Daftar Tugas:
A: Salin persis bagian dari tulisan tentang mengekspresikan kemarahan, mulai dari "Mengekspresikan Kemarahan" dan terus sampai "marah, bisa disembunyikan.".
B: Dalam tulisan tentang mengekspresikan kemarahan, bagian tubuh apa yang disebut berubah merah saat menangis?

===== Kutipan Sumber

Mengekspresikan Kemarahan

Saya lagi kacau beliau nih. Kacau, secara emosional. Saya heran, karena hal-hal kecil nan sepele saya jadi mudah kesal, mudah marah, juga mudah nangis. Yang terakhir ini yang paling saya tidak suka, karena 'kelihatan'...

Sekedar kesal, saya bisa tahan.
Sampai tahap marah, bisa disembunyikan.

Tapi kalau sudah nangis, mau gimana lagi. Diusap-usap supaya airnya tidak menggenang, percuma, karena bekasnya toh kelihatan. Berkilapan di pipi. Belum lagi mata yang berubah merah.

Kalau nangisnya masih dengan gaya anggun, ora opo-opo. Tanpa suara, cuma air saja tiba-tiba mengalir di pipi. Melankolis, yang lihat juga pasti ikutan sedih dan ingin menenangkan.

Lah, yang saya lakukan baru-baru ini, bukan nangis tipe itu. Tapi nangis histeris pakai suara lantang. Bahu sampai naik turun, tanda kesusahan mengatur nafas.
Lucunya, ditengah-tengah nangis saya masih ingin berbicara. Jadinya yang keluar bukan suara jelas yang bisa dimengerti, tapi sekedar angin dari mulut yang megap-megap kayak ikan.

Hahaha. Saya jadi malu.
Tapi itu terjadi karena sesuatu yang terjadi di luar kendali diri, ada sebab. Sesuatu yang.. katakan... mengecewakan?

==========
===== Data yang Diberikan

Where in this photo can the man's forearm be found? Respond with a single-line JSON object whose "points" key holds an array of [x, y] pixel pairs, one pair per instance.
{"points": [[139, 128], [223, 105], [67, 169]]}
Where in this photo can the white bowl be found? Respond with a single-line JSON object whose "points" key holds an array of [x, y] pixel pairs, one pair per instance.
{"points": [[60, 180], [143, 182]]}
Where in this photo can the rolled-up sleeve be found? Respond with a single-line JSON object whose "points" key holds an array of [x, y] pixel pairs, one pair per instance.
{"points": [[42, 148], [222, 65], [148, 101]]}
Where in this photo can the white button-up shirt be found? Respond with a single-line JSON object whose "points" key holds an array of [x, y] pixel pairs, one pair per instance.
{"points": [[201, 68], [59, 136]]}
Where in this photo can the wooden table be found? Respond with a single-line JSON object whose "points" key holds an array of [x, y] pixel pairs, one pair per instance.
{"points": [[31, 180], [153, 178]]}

==========

Jawaban Tiap Tugas:
A:
Mengekspresikan Kemarahan

Saya lagi kacau beliau nih. Kacau, secara emosional. Saya heran, karena hal-hal kecil nan sepele saya jadi mudah kesal, mudah marah, juga mudah nangis. Yang terakhir ini yang paling saya tidak suka, karena 'kelihatan'...

Sekedar kesal, saya bisa tahan.
Sampai tahap marah, bisa disembunyikan.

B: Mata.